**DIRECTIONS FOR THIS TASK:**
Gather every line of the entries that contains the word "state".

++++++

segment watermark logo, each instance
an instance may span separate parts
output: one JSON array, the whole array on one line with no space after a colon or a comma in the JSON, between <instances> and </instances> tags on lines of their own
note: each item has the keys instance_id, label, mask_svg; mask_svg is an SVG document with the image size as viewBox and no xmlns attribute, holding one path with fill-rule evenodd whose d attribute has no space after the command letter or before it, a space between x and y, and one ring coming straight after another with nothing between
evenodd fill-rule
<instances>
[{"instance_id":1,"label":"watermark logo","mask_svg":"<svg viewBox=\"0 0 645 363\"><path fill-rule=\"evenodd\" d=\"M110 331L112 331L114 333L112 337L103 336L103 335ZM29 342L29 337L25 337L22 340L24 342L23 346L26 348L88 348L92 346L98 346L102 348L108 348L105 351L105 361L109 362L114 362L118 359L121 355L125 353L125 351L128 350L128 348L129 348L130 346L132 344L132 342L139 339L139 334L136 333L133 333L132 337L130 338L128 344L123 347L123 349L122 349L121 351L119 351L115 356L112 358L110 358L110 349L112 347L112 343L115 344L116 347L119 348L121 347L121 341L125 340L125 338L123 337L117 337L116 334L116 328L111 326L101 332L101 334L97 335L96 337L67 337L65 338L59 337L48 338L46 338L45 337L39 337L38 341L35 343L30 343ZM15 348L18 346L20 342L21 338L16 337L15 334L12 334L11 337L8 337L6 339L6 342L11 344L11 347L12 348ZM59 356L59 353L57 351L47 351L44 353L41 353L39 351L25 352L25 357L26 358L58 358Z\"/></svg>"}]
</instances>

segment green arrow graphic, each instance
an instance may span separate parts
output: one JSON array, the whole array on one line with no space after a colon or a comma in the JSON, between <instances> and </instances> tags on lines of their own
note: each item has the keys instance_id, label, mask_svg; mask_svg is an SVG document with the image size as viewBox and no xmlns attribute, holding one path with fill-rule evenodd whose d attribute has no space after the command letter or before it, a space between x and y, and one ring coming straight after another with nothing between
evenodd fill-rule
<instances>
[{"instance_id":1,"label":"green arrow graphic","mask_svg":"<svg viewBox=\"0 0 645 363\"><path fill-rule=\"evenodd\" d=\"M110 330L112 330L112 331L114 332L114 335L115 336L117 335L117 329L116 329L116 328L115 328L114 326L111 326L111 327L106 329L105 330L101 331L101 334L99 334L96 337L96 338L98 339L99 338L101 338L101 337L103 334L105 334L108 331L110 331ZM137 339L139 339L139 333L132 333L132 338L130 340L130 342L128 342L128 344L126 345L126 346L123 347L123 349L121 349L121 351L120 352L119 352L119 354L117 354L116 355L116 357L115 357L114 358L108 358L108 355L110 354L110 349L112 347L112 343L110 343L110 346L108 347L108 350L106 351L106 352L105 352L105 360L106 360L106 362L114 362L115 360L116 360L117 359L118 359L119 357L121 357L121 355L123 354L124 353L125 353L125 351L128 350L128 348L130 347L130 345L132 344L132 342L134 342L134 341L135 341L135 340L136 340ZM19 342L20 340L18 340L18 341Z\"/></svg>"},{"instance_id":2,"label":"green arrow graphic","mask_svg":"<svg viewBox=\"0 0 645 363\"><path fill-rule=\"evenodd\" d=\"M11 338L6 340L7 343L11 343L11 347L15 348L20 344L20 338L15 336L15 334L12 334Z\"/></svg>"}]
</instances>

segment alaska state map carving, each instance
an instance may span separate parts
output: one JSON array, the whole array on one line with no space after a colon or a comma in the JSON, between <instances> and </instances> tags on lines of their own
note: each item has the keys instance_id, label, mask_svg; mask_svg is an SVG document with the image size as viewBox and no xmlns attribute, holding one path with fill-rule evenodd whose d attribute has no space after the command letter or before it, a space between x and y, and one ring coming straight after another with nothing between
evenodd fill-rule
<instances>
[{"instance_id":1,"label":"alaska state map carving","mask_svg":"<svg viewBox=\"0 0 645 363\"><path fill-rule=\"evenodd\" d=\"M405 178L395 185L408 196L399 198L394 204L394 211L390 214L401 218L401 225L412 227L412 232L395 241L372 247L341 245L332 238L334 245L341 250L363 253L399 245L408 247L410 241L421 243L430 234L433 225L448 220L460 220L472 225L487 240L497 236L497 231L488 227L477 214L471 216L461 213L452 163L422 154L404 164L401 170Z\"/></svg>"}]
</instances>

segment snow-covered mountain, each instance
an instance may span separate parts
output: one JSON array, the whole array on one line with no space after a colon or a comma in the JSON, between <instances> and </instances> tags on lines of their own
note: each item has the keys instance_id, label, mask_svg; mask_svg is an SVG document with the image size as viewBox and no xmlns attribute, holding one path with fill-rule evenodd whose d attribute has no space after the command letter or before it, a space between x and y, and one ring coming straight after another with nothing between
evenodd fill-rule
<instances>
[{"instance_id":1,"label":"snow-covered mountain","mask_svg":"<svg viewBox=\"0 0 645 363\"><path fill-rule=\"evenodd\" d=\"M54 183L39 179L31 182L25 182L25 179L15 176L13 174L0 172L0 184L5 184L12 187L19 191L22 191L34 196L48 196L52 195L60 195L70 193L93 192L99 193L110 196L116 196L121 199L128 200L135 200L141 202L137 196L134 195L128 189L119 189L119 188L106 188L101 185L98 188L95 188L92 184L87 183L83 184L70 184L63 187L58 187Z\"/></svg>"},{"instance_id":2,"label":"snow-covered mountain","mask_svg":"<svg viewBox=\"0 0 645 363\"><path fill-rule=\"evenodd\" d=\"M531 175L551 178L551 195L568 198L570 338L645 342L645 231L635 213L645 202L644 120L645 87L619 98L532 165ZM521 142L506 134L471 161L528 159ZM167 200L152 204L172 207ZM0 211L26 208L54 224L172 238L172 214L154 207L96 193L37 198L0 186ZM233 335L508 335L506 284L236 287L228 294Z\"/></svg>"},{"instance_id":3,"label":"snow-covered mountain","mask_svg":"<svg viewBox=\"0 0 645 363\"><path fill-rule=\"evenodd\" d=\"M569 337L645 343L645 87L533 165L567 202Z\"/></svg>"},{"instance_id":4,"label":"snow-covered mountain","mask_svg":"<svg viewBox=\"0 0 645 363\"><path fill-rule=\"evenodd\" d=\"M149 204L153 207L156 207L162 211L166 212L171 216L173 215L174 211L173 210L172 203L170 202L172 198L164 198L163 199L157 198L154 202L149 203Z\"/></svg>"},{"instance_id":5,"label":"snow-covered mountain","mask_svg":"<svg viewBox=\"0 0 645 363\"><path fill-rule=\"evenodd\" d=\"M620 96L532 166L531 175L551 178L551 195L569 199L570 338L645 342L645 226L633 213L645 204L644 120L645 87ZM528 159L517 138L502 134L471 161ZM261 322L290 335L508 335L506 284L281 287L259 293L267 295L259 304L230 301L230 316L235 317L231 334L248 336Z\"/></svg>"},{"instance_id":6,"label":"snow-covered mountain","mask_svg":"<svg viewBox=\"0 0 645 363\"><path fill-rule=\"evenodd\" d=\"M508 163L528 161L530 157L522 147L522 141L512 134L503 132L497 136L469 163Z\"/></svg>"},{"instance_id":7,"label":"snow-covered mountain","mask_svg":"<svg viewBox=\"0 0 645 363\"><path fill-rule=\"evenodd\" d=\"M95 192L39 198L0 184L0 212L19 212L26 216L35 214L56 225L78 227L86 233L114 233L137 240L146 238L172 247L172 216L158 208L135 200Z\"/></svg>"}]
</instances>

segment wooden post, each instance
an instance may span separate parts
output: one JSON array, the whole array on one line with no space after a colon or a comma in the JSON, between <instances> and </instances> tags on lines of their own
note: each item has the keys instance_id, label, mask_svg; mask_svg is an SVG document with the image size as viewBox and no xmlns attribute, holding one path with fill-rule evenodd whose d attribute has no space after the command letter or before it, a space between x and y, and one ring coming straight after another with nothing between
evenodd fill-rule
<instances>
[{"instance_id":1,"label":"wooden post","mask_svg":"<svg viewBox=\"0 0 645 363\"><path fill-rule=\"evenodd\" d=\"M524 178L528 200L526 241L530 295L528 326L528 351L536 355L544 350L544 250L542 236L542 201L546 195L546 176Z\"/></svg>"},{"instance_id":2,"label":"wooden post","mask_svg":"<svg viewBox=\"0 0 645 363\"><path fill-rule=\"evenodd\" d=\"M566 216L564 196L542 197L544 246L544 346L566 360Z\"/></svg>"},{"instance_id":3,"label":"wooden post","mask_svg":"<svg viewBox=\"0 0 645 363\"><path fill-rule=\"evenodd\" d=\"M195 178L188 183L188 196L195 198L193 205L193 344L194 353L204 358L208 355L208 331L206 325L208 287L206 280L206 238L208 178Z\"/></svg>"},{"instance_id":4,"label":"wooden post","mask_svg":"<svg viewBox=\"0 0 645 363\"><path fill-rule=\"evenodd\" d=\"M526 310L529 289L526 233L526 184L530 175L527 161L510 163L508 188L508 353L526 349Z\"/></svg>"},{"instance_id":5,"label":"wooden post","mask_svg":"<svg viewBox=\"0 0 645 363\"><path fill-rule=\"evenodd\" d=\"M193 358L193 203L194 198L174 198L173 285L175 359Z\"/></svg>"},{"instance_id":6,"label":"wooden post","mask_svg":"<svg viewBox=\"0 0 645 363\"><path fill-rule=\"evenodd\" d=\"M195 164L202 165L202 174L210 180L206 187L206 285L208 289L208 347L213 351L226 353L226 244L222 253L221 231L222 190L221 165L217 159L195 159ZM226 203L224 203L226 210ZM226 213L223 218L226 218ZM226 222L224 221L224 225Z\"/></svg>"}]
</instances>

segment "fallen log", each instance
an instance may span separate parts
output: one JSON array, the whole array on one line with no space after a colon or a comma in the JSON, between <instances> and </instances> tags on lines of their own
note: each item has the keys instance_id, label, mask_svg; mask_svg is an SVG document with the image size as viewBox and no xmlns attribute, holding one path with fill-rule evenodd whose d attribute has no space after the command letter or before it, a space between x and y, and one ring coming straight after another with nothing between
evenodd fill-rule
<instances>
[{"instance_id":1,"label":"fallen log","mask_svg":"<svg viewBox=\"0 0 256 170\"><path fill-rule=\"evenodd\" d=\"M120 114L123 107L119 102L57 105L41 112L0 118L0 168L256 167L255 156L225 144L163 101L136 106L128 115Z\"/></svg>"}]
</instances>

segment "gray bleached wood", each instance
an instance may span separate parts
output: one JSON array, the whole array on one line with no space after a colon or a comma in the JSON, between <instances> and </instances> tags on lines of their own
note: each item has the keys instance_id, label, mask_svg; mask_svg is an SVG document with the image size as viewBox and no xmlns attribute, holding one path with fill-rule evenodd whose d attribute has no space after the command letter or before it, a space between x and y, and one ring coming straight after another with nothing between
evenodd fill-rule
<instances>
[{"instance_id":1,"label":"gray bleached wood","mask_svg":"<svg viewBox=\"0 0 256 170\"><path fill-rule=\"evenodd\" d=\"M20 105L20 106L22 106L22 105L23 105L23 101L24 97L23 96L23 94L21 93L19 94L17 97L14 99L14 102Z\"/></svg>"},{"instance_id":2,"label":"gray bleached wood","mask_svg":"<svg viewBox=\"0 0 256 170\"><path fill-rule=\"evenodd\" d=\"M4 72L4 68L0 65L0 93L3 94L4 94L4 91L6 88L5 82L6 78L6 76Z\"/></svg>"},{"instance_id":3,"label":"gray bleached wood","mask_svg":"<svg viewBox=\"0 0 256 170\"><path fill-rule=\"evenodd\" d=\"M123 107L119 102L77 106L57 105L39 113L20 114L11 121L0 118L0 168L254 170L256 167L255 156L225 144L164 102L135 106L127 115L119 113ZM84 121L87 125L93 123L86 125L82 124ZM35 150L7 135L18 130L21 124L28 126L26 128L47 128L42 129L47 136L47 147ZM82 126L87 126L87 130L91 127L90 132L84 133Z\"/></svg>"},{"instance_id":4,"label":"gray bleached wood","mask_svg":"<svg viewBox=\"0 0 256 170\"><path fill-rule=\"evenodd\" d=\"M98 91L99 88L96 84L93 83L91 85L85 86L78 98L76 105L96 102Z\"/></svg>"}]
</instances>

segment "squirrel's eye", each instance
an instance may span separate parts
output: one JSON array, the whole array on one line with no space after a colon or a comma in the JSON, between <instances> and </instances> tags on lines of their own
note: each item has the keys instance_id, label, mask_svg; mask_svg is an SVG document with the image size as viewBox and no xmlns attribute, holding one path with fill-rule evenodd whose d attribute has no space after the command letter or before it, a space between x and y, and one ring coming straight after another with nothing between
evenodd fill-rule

++++++

**SOLUTION FOR THIS TASK:**
segment alaska state map carving, each instance
[{"instance_id":1,"label":"alaska state map carving","mask_svg":"<svg viewBox=\"0 0 645 363\"><path fill-rule=\"evenodd\" d=\"M405 178L395 185L408 196L399 198L394 204L394 211L390 214L401 218L401 225L412 227L412 232L395 241L372 247L341 245L332 238L334 245L341 250L363 253L399 245L408 247L410 241L421 243L430 234L433 225L448 220L460 220L472 225L487 240L497 236L497 231L488 227L477 214L471 216L461 213L452 163L422 154L404 164L401 170Z\"/></svg>"}]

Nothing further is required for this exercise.